== What the task requires ==
Output each entry verbatim. Leave the images out.

[Image point grounding data]
#####

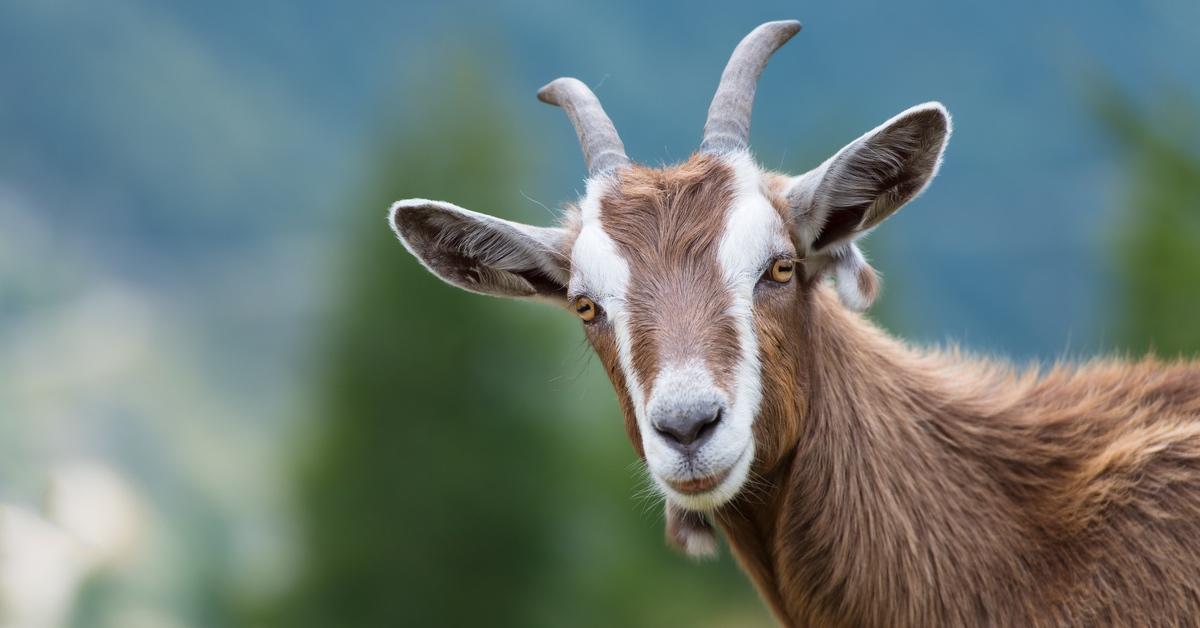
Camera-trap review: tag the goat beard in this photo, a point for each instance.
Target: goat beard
(689, 532)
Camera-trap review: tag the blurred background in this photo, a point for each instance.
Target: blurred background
(229, 398)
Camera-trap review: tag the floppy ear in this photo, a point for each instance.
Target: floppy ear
(857, 189)
(483, 253)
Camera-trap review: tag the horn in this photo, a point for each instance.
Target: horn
(603, 150)
(729, 117)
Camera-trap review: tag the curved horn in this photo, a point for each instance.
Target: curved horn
(603, 150)
(729, 115)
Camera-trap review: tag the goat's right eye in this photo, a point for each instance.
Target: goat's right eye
(586, 309)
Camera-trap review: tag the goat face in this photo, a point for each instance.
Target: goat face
(690, 280)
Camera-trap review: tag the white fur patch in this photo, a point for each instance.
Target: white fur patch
(603, 274)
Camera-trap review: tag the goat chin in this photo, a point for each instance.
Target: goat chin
(690, 533)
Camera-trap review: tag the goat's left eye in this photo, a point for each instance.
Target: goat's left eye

#####

== Written answer ==
Camera-trap review: tag the goat beard in this photo, a point for each instance.
Target: goat beard
(689, 532)
Camera-trap review: tag the blurred background in this photo, a point for each instance.
Target: blurred background
(229, 398)
Camera-trap review: tag the floppy ear in this photo, a point for each instance.
Target: floppy ear
(857, 189)
(483, 253)
Camera-trap review: tag the horn in this photo, a point for each instance.
Target: horn
(603, 150)
(729, 117)
Camera-trap review: tag the curved horn in this photo, a point for each instance.
Target: curved horn
(603, 150)
(729, 115)
Camera-trap review: tag the goat's right eye in this photo, a point for each instance.
Target: goat's right eye
(586, 309)
Camera-trap review: tag the goat face in this photo, a point for each instance.
Target: goat face
(690, 280)
Camera-trap review: tag the white fur patch in this photo, a point for each instance.
Target: white fur patch
(603, 274)
Camera-trap review: tag the goat chin in this photo, a point for each instance.
Target: goat chin
(690, 533)
Camera-trap review: tag the goat's left eye in this photo, a point for each instance.
Target: goat's left eye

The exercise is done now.